_DIRECTIVES_
1 > In the Psalm 144 devotional, which Bible passages are listed for August 31?
2 > Return the part of the Psalm 144 devotional that runs from "Saturday 30 August" up to and including "what you read.".

_TEXT SEGMENT_
□ □ □ □ □
Saturday 30 August 2014

(243) August 31: Psalm 144-146 & 1 Corinthians 11:1-15

Ask God to open your mind, heart and will to understand, delight in and obey what you read.


To discover:­
As you read note how God being creator is linked to his keeping his promises.

To ponder:
In Psalm 144, David seems to look further in his cry for deliverance from foreign people who he repeats are deceitful (144v7-8, 11), perhaps because they have broken some kind of pact. He is seeking victory, so he refers to God as the one who trains his hands for war. With military metaphors, he is David’s rock, fortress, stronghold and shield, subduing people under him according to his promise to establish peace for Israel (see 2 Sam 7v10-11). With this in mind, David marvels that God would be concerned for him, a mere man, whose life is so fleeting (144v1-4). Nevertheless, confident of that care, his prayer takes an awesome form, seeking God to part the heavens and come down to David’s aid. He portrays God as then fighting for him with echoes of Sinai – touching mountains so they smoke and sending lighting like arrows. This is not to be understood literally. David is using images from creation to portray God acting in awesome power (144v5-6). He then turns, as so often, to seeing the threat as mighty waters, and his rescue as God reaching down and pulling him out (144v7). Looking to God’s action, he commits to praising him who gives victory to kings. The picture that he then sees as resulting is one of vigour for Israel’s children, fruitfulness for their crops, multiplication for their livestock, and security for their towns (144v12-14). We recognize these as the blessings promised by God in his covenant, if the people prove faithful (144v15, Deut 28v3-8). So David sees his survival as God’s means of ensuring righteousness within Israel. At one level this is because this was the role of Israel’s kings. But the superlative language suggests David may be looking to how his survival will mean sons for him through whom God’s ultimate promise of an everlasting kingdom will be fulfilled. So the psalm speaks of how God exerts his awesome power as creator to ensure the fulfilment of his promises in Christ, who he enabled to be victorious over all evil so that these blessings would be ours in the new creation. Indeed, when plucking Jesus from the mighty waters of death, God literally shook the earth with an earthquake.
□ □ □ □ □
_SOURCE DATA_
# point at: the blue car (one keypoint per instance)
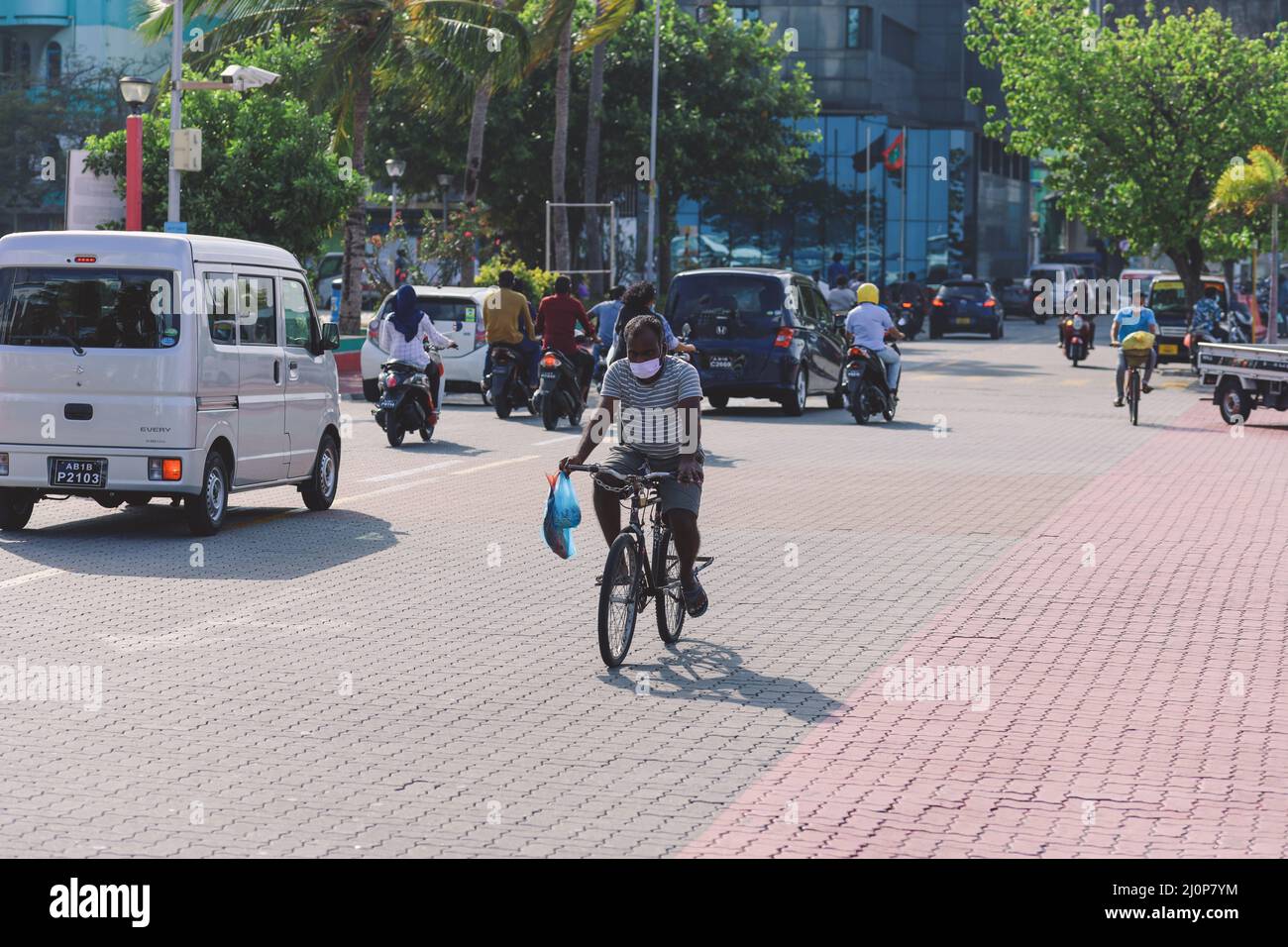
□ □ □ □ □
_RESULTS_
1 > Psalm 144-146 and 1 Corinthians 11:1-15.

2 >
Saturday 30 August 2014

(243) August 31: Psalm 144-146 & 1 Corinthians 11:1-15

Ask God to open your mind, heart and will to understand, delight in and obey what you read.